▸ TASK DETAILS
Nothing should differ between your answer and the records.
════
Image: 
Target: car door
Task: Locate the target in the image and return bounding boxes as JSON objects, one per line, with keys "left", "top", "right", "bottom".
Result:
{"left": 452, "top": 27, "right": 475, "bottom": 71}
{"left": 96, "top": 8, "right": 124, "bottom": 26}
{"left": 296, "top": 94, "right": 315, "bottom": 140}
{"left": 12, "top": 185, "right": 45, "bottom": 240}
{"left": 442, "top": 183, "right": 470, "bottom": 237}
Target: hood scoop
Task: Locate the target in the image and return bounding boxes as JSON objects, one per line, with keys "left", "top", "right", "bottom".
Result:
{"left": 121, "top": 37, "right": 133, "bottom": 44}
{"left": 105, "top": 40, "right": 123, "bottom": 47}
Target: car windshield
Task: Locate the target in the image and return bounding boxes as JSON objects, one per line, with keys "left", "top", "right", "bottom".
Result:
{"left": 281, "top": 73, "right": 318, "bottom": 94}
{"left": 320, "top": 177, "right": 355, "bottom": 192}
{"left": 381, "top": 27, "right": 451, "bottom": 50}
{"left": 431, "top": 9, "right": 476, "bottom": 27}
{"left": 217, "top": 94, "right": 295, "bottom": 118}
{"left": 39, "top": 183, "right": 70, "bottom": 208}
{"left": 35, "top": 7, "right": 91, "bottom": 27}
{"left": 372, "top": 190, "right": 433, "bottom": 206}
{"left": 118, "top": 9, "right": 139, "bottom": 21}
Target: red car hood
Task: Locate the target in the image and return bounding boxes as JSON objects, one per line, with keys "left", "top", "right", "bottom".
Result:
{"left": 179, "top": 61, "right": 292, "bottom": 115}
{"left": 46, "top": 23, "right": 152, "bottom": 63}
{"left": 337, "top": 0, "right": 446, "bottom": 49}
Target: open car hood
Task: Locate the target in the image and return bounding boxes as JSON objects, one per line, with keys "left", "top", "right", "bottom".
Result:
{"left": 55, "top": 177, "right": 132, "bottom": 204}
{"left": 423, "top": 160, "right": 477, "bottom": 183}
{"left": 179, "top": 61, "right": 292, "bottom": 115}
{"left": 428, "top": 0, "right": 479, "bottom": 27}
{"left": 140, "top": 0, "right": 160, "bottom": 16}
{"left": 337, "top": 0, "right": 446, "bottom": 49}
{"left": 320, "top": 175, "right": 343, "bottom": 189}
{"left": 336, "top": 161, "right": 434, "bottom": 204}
════
▸ YOUR RESPONSE
Image: 
Target: car door
Task: Locate the target in the image and return bounding boxes as JSON objects, one per line, with keys "left", "top", "right", "bottom".
Result:
{"left": 452, "top": 27, "right": 475, "bottom": 71}
{"left": 96, "top": 8, "right": 124, "bottom": 26}
{"left": 296, "top": 94, "right": 315, "bottom": 140}
{"left": 12, "top": 185, "right": 45, "bottom": 240}
{"left": 442, "top": 183, "right": 470, "bottom": 237}
Target: hood scoop
Task: Locate the target in the image and return bounding boxes as JSON objects, one per line, with keys "left", "top", "right", "bottom".
Result:
{"left": 121, "top": 37, "right": 133, "bottom": 44}
{"left": 105, "top": 40, "right": 123, "bottom": 47}
Target: car windshield
Task: Locate the target in the image and return bounding boxes as JSON objects, one per line, with keys "left", "top", "right", "bottom".
Result:
{"left": 281, "top": 73, "right": 318, "bottom": 94}
{"left": 320, "top": 177, "right": 355, "bottom": 192}
{"left": 381, "top": 27, "right": 451, "bottom": 50}
{"left": 431, "top": 9, "right": 476, "bottom": 27}
{"left": 217, "top": 94, "right": 295, "bottom": 118}
{"left": 39, "top": 183, "right": 70, "bottom": 208}
{"left": 35, "top": 7, "right": 91, "bottom": 27}
{"left": 372, "top": 190, "right": 433, "bottom": 206}
{"left": 118, "top": 9, "right": 139, "bottom": 21}
Target: red car hood
Task: Locate the target in the image and return bounding boxes as JSON objects, one per line, with keys "left", "top", "right", "bottom".
Result:
{"left": 179, "top": 61, "right": 292, "bottom": 115}
{"left": 46, "top": 23, "right": 152, "bottom": 63}
{"left": 337, "top": 0, "right": 446, "bottom": 49}
Target: open car hood
Task: Locate the target in the image and return bounding boxes as JSON objects, one per line, with keys "left", "top", "right", "bottom".
Result:
{"left": 55, "top": 177, "right": 132, "bottom": 204}
{"left": 423, "top": 160, "right": 477, "bottom": 183}
{"left": 179, "top": 61, "right": 292, "bottom": 115}
{"left": 428, "top": 0, "right": 479, "bottom": 27}
{"left": 140, "top": 0, "right": 160, "bottom": 16}
{"left": 337, "top": 0, "right": 446, "bottom": 49}
{"left": 320, "top": 175, "right": 343, "bottom": 189}
{"left": 336, "top": 161, "right": 434, "bottom": 204}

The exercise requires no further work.